━━ Raw data ━━
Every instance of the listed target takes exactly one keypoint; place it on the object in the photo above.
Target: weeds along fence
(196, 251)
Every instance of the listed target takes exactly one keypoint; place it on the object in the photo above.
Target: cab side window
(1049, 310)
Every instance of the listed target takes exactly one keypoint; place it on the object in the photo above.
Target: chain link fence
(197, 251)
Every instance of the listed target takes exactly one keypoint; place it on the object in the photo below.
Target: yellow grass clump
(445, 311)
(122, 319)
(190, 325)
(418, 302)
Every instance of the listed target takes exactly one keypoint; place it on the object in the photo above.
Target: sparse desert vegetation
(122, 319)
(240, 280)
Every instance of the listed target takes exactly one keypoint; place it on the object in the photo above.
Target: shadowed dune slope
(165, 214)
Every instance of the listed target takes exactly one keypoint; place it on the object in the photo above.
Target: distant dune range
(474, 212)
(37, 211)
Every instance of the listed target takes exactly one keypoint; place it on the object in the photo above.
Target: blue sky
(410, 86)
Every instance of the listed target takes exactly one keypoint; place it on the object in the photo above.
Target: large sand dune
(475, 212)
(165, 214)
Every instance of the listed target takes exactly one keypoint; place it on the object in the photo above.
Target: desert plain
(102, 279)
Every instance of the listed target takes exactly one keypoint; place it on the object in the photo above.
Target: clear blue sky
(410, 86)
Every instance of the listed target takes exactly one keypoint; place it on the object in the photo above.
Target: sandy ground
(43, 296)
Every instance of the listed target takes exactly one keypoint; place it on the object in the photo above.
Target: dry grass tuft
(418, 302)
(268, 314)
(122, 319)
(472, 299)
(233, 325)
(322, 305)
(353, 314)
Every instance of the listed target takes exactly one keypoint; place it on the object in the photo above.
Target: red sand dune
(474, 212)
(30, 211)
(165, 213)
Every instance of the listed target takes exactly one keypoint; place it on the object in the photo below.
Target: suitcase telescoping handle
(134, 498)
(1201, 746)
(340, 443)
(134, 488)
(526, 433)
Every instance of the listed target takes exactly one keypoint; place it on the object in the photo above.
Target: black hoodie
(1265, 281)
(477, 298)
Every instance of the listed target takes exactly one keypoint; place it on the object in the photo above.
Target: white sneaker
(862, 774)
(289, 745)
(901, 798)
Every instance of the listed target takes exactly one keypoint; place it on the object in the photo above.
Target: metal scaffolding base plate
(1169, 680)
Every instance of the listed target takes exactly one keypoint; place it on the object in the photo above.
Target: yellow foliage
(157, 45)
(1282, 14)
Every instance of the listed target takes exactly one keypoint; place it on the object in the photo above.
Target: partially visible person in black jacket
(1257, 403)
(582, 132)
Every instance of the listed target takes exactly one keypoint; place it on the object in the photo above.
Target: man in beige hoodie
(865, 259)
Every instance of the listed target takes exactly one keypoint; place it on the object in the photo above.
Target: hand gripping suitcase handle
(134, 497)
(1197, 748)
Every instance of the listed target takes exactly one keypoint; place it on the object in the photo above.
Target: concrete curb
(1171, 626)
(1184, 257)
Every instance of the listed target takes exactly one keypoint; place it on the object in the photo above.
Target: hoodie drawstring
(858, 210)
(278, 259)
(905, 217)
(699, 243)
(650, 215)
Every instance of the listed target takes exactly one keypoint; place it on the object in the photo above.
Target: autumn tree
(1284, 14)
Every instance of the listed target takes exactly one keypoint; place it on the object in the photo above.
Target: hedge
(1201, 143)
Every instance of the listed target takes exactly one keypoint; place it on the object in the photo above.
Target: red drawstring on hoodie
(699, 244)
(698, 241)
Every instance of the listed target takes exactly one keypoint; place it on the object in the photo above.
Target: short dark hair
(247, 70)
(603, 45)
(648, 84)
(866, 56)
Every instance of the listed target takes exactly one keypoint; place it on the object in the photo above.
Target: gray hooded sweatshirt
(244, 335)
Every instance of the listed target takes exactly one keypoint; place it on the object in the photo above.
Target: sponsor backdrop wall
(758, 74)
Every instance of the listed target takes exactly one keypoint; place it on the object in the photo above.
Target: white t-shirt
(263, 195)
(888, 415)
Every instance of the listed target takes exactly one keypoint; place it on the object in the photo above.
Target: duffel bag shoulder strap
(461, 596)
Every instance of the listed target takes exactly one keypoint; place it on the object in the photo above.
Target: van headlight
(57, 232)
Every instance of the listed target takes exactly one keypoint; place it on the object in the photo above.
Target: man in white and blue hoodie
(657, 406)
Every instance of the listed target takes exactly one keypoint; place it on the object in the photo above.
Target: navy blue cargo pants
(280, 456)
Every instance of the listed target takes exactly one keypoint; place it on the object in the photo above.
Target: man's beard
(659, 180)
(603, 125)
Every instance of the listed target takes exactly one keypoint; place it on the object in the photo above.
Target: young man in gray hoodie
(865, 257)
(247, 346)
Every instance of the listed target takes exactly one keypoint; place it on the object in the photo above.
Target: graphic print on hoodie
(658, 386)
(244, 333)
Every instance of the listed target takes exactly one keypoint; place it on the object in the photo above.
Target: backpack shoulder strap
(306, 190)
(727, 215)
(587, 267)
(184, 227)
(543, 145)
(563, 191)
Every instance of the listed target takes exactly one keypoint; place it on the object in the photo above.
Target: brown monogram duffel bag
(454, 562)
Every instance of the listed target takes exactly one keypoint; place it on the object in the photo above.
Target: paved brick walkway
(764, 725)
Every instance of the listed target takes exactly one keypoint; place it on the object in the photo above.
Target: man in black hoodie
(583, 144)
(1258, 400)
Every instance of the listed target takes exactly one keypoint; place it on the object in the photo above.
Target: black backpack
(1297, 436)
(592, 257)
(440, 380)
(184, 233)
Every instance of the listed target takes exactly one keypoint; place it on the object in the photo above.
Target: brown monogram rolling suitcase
━━━
◆ Problem statement
Reproduce the full listing above, character for character.

◆ Expected output
Every instance of the listed target takes exactly one keypoint; place it on the object in the photo above.
Target: weeds along fence
(196, 251)
Every instance of the listed target takes exactly one keypoint; place it on the object in the photo above.
Target: cab side window
(1049, 310)
Every instance of the listed target takes exactly one keypoint; place it on the object in the photo above.
Target: chain link fence
(197, 251)
Every instance of the listed target takes exactly one keypoint; place it on the object in the photo below.
Target: yellow grass clump
(445, 311)
(122, 319)
(190, 325)
(418, 302)
Every instance of the listed target takes exactly one keypoint; place it on the object in the photo above.
Target: sparse desert vegetation
(122, 319)
(240, 280)
Every instance of the listed target takes exactly one keypoint; place it on the object in the photo above.
Target: shadowed dune slope
(165, 214)
Every instance of the listed target takes exactly one keypoint; place it on the object in the photo above.
Target: distant dune range
(474, 212)
(37, 211)
Every instance of the listed target takes exactly one keypoint; place it on the object in the photo above.
Target: blue sky
(410, 86)
Every instance of the listed target takes exactly one keypoint; place it on the object in the photo above.
Target: large sand dune
(475, 212)
(165, 214)
Every instance of the listed target takes exactly one keypoint; place it on the object in the photo above.
Target: desert plain
(102, 279)
Every instance of the listed target takes exactly one keypoint; place it on the object in the photo above.
Target: clear blue sky
(410, 86)
Every instance of the listed target takes exactly one keypoint; place it on the object in the photo above.
Target: sandy ground
(43, 296)
Every instance of the listed target takes exactly one keypoint; place it on the object in the photo above.
Target: dry grass tuft
(418, 302)
(268, 314)
(122, 319)
(472, 299)
(233, 325)
(322, 305)
(353, 314)
Every instance of the listed target takes exactly one keypoint; place it on the object in the photo above.
Target: red sand dune
(474, 212)
(30, 211)
(165, 213)
Every instance of the listed target takes exactly one keypoint; place it on the object in the photo below.
Target: suitcase telescoping handle
(134, 498)
(1201, 746)
(340, 443)
(134, 488)
(526, 433)
Every instance of the listed target takes exactly one keypoint; place it on the object in the photo above.
Target: black hoodie
(1265, 281)
(477, 298)
Every instance of the listed target takes exactly one keypoint; place it on the object in the photo above.
Target: white sneaker
(862, 774)
(289, 745)
(901, 798)
Every instance of the listed target takes exactly one keypoint; place it on the object in the photo above.
Target: metal scaffolding base plate
(1169, 680)
Every instance of the listed target takes exactly one keypoint; place it on the object in the photo above.
Target: yellow foliage
(157, 45)
(1282, 14)
Every instance of the listed target takes exactly one keypoint; place it on the object in the photo above.
Target: partially visible person in black jacket
(1257, 403)
(582, 132)
Every instance of the listed target takes exactly one keypoint; place it on the object in the photo above.
Target: man in beige hoodie
(865, 259)
Every instance of the listed target takes exactly one keypoint; place it on the object in the photo above.
Target: hand gripping suitcase handle
(134, 497)
(1197, 748)
Every instance of the listed target takes exactly one keypoint; place it on the object in the photo above.
Target: concrete curb
(1171, 626)
(1184, 257)
Every instance of the listed target takes exactly one keypoint; place it on the object in the photo above.
Target: hoodie drawstring
(858, 210)
(278, 259)
(905, 217)
(699, 243)
(650, 215)
Every instance of the listed target takes exactly one keypoint; place it on the object in the photo above.
Target: autumn tree
(1284, 14)
Every instance of the listed target takes exactly one keypoint; place it on the object in the photo above.
Target: hedge
(1201, 143)
Every instance of the listed target takes exactly one keypoint; place it on the object in the photo above.
Target: red drawstring on hoodie
(699, 244)
(698, 241)
Every instance of the listed target takes exactly one keypoint; place it on the object in the photo above.
Target: short dark hair
(247, 70)
(603, 45)
(648, 84)
(866, 56)
Every instance of the listed target takes exactly one keypoint; place it on the object in the photo above.
Target: gray hooded sweatshirt
(244, 335)
Every instance of the listed target takes exactly one keypoint; place it on the object in the photo above.
Target: sponsor backdrop wall
(758, 74)
Every instance of the listed target takes exactly one keypoint; place it on the object in the photo above.
Target: white t-shirt
(263, 195)
(888, 415)
Every instance of the listed target takes exactly one keypoint; place it on the object in the photo above.
Target: duffel bag shoulder strap
(461, 596)
Every instance of the listed target takes exactly one keypoint; place it on the object in the photo above.
Target: van headlight
(57, 232)
Every instance of the listed target takes exactly one keypoint; place it on the object in the photo above.
Target: man in white and blue hoodie
(657, 406)
Every instance of the listed target takes exactly one keypoint; place it on the object in the photo above.
Target: navy blue cargo pants
(280, 456)
Every instance of the listed target takes exactly one keypoint; place it on the object in the photo above.
Target: man's beard
(659, 180)
(603, 125)
Every instance of the listed target takes exactly one keypoint; place it on the object in the photo above.
Target: young man in gray hoodie
(865, 257)
(247, 346)
Every instance of the listed target takes exactly one keypoint; place it on the object in the photo above.
Target: graphic print on hoodie
(658, 386)
(244, 333)
Every instance of the listed target takes exactly one keypoint; place it on the object in the photo above.
Target: backpack shoulder strap
(306, 190)
(727, 215)
(587, 267)
(184, 227)
(543, 145)
(563, 191)
Every instance of the listed target takes exactly one keypoint; place it on the object in the photo above.
Target: brown monogram duffel bag
(454, 562)
Every instance of the listed target takes exactly one keypoint; place it on the object in the photo above.
Target: paved brick walkway
(764, 725)
Every instance of the listed target takes exactly one keypoint; place it on the object in the photo above.
Target: man in black hoodie
(583, 144)
(1258, 400)
Every instance of the listed target takes exactly one keypoint; place it on the object in the photo above.
Target: black backpack
(1297, 436)
(592, 257)
(440, 380)
(184, 233)
Every instance of the listed target takes exactly one keypoint; place it on the object in the photo above.
Target: brown monogram rolling suitcase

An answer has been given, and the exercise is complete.